Retype the following material word for word, with the pictures left out.

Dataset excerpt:
--------

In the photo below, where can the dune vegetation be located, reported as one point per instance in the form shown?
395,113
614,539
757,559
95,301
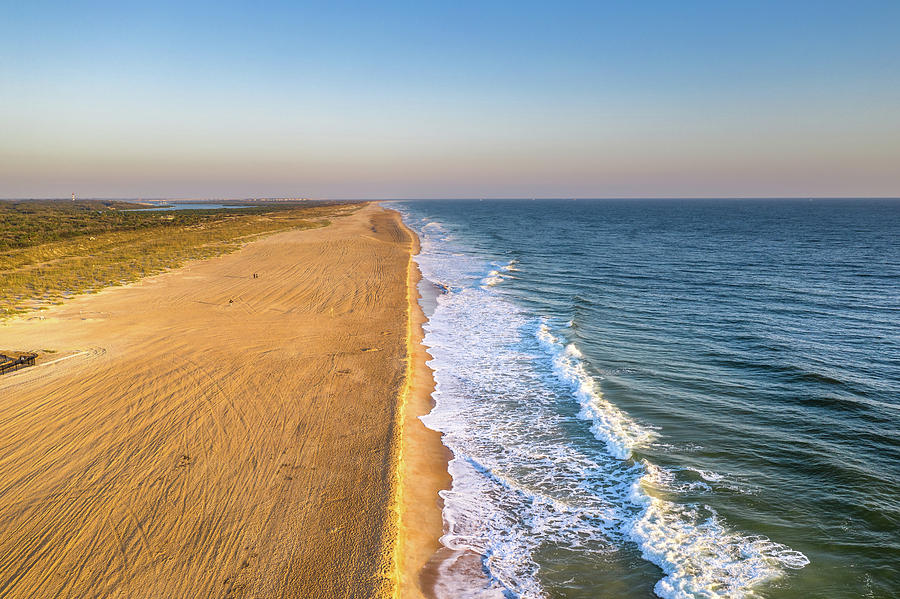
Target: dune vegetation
50,250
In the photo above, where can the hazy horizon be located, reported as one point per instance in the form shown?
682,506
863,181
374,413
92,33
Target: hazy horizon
471,100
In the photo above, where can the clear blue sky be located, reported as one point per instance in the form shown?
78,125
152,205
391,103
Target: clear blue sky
455,99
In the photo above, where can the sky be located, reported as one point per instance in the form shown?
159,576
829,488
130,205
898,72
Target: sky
450,99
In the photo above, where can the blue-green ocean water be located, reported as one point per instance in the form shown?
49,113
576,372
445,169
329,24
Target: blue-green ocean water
680,398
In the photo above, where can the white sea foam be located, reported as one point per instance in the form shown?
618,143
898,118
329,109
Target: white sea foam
521,484
609,424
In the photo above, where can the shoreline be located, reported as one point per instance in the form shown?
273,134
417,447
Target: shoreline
227,434
422,468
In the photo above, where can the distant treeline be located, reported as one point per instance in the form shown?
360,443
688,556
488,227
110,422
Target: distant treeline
25,223
50,249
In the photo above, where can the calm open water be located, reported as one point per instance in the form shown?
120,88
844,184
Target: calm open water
681,398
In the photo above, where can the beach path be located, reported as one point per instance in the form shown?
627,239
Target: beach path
216,434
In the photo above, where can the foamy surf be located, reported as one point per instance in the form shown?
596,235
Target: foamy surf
521,486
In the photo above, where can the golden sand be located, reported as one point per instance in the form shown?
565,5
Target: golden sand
211,434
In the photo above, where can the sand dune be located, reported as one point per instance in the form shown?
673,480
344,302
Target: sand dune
219,435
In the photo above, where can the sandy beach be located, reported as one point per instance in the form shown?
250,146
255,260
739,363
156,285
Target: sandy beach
212,434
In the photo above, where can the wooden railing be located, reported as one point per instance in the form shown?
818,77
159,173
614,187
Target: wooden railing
8,363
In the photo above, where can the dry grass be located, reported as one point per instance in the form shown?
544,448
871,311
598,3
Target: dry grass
94,248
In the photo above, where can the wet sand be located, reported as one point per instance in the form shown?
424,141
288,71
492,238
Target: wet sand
216,435
423,465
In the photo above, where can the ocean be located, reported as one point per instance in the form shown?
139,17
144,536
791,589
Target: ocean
672,398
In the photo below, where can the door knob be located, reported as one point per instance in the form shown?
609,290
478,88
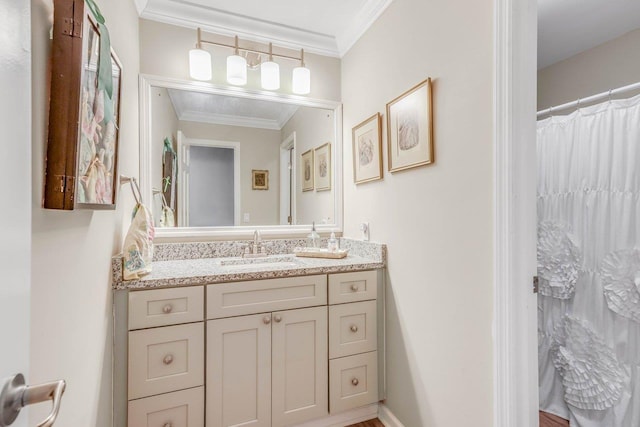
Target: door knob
15,395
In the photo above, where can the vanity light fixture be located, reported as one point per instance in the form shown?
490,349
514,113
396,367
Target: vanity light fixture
200,66
237,68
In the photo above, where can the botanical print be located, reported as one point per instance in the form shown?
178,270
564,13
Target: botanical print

--------

#### Solution:
In the photo below, where can the dune vegetation be located, reported as one point per instance in the form shown?
395,113
614,539
757,559
95,301
Target: dune vegetation
50,250
In the photo above, where can the hazy horizon be located, reported as one point per instance in the form shown?
682,506
863,181
374,413
92,33
Target: hazy horizon
471,100
In the photo above, where can the clear blue sky be located, reported as one point per instance in the form shown?
78,125
152,205
391,103
Target: clear blue sky
455,99
In the photo above, where can the sky be located, reported as one point per instance in the form shown?
159,576
829,488
130,205
898,72
Target: sky
450,99
In the photo above, where can the blue-green ocean water be located, reported as one point per instance in the form shown?
49,113
576,372
445,169
329,24
Target: blue-green ocean water
680,398
In the photo above, where can the white sea foam be located, reported as one point per instance in the form shown?
618,143
898,118
329,109
Target: white sea foam
521,484
609,424
In the photo above, where can the shoreline be located, reported as one point per instance in the form shown?
273,134
417,447
Target: shoreline
227,434
422,468
In the photo above, where can the distant treeline be located, reported as one point per instance in the form shown?
360,443
688,556
488,227
110,422
Target: distant treeline
25,223
50,249
In the photo above, where can the calm open water be located, reported as one point per instance in the form shown?
120,88
844,184
Target: calm open water
681,398
In the photo above, where can the beach path be located, reported as one point per instance in the form shown?
627,239
Target: beach path
216,434
In the photo above, where can the foamy surf be located, reported as one point per instance in the form shown?
596,235
Target: foamy surf
521,486
In the photo above, where can the golden sand be located, reported as one point per instance in the form shown?
565,5
Target: golden sand
211,434
In the photo above, where can the sand dune be located, reported as one point per instance in the form shown?
673,480
344,302
Target: sand dune
219,435
In the photo above, where can the sandy beach be located, reported as one point per instance in the form shown?
250,146
255,260
739,363
156,285
Target: sandy beach
212,434
In the photo above, where can the wooden railing be located, reported as one point per instance in the form shown?
818,77
159,173
614,187
Target: wooden railing
8,363
In the photo above, where can the dry grass be located, reported as one point per instance in the form shown?
544,448
871,311
598,3
Target: dry grass
94,248
In the photo above, where can the wet sand be located, reported as one point per instance in the form shown?
424,141
288,71
492,238
Target: wet sand
216,435
423,465
In the photo above, where can the ocean be located, reported as one point per instance in the form shown?
139,17
144,536
791,589
Target: ocean
672,398
In the photo below, where can the door knob be located, reported as one point per instance in the form shown?
609,290
478,88
Target: door knob
15,395
In the photo above, where can the vanity light fixture be located, reported as one point per instance in the form shown?
490,349
514,113
396,367
Target: vanity light fixture
200,66
237,68
In the photo above, where can the botanical print be located, reported as one point per instance in the form shown?
178,270
564,13
Target: botanical print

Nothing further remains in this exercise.